Please print, word for word, every line from the one that contains "# response lists one point per instance, each like pixel 307" through the last line of the records, and nothing else.

TASK MATERIAL below:

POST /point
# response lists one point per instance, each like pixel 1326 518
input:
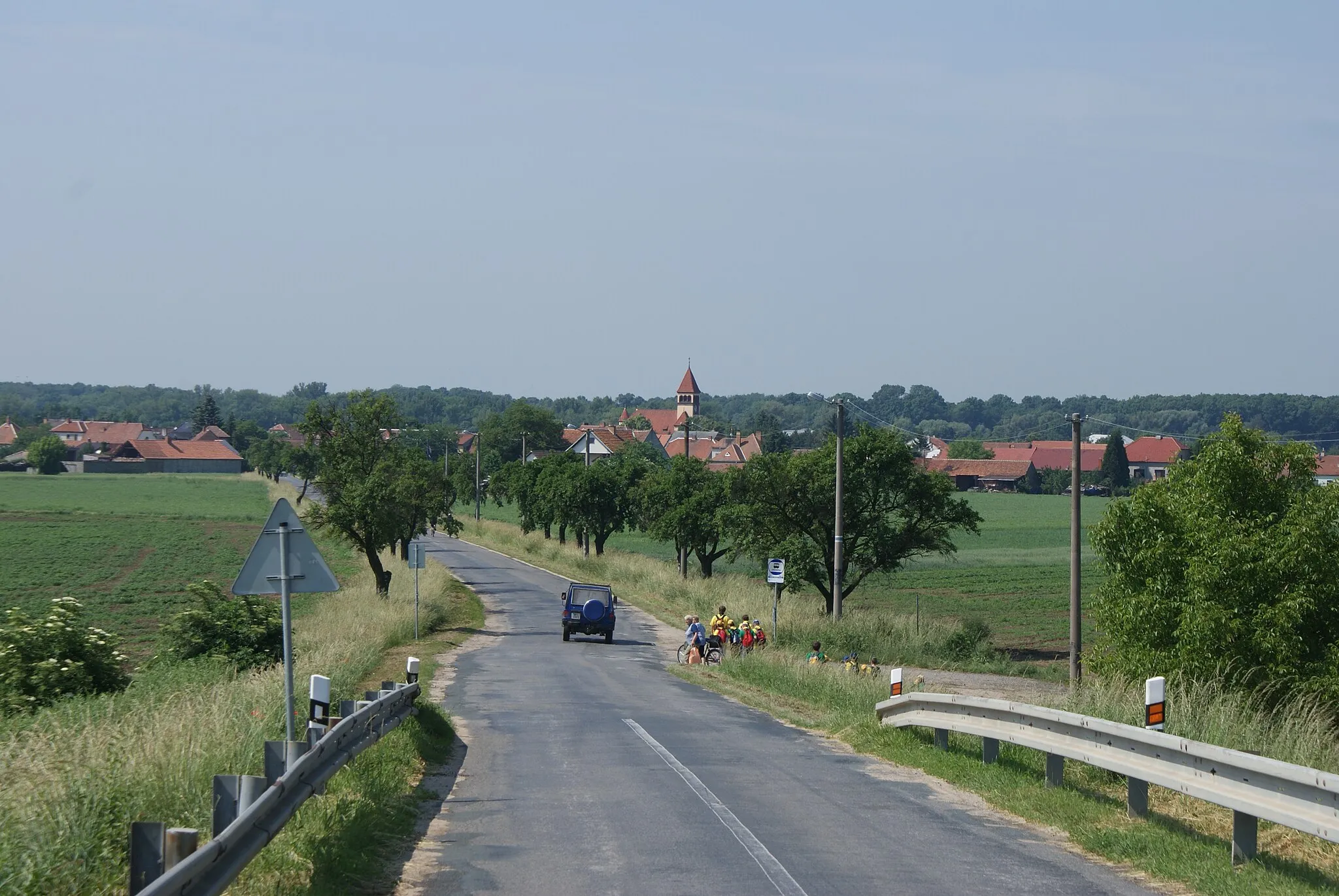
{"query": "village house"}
pixel 94 433
pixel 165 456
pixel 605 440
pixel 990 474
pixel 1151 456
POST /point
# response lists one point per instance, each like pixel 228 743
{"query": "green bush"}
pixel 47 453
pixel 42 661
pixel 246 630
pixel 1225 568
pixel 967 640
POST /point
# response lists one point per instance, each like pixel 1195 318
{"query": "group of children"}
pixel 851 662
pixel 746 637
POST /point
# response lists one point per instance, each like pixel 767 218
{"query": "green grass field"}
pixel 1015 574
pixel 124 546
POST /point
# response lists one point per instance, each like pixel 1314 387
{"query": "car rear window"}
pixel 581 595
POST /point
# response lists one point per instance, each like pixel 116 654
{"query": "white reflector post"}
pixel 320 703
pixel 1155 703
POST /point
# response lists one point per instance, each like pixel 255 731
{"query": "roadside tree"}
pixel 1225 568
pixel 892 510
pixel 269 457
pixel 46 454
pixel 205 414
pixel 356 474
pixel 688 505
pixel 540 427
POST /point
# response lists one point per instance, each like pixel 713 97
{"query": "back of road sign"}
pixel 305 565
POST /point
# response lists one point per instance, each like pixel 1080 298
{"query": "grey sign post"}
pixel 286 564
pixel 777 579
pixel 416 557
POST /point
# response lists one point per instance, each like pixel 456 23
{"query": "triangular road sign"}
pixel 305 567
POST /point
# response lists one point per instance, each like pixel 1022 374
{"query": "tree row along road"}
pixel 590 769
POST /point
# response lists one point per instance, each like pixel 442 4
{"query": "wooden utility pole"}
pixel 1076 551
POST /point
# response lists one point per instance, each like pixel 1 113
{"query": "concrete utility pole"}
pixel 838 528
pixel 586 533
pixel 683 551
pixel 1076 551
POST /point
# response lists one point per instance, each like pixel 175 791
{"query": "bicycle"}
pixel 711 657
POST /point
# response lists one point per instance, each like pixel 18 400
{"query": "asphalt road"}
pixel 590 769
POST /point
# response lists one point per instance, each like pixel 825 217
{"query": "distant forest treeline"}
pixel 921 408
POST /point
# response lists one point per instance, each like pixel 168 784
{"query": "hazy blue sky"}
pixel 572 199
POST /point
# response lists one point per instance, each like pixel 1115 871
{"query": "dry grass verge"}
pixel 1184 840
pixel 78 773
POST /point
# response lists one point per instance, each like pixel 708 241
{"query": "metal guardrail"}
pixel 1251 785
pixel 216 864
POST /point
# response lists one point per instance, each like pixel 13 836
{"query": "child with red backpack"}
pixel 760 635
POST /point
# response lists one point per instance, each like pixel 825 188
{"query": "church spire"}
pixel 690 397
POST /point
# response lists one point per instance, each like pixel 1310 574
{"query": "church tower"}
pixel 690 397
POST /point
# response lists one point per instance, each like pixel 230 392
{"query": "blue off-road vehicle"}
pixel 588 610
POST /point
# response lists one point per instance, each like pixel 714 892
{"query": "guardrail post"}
pixel 273 761
pixel 178 843
pixel 226 803
pixel 1244 829
pixel 1054 771
pixel 294 750
pixel 1136 797
pixel 146 854
pixel 249 789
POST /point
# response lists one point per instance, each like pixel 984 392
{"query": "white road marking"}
pixel 775 872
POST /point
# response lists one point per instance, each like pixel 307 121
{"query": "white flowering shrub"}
pixel 44 659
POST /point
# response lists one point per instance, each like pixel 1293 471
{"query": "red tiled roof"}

End of TASK MATERIAL.

- ANSWER TO THE PROBLEM
# response lists one point per instance, each like pixel 307 121
{"query": "white flowering shrub"}
pixel 44 659
POST /point
# response lists one point per instance, each like pixel 1293 471
{"query": "red tiled roof"}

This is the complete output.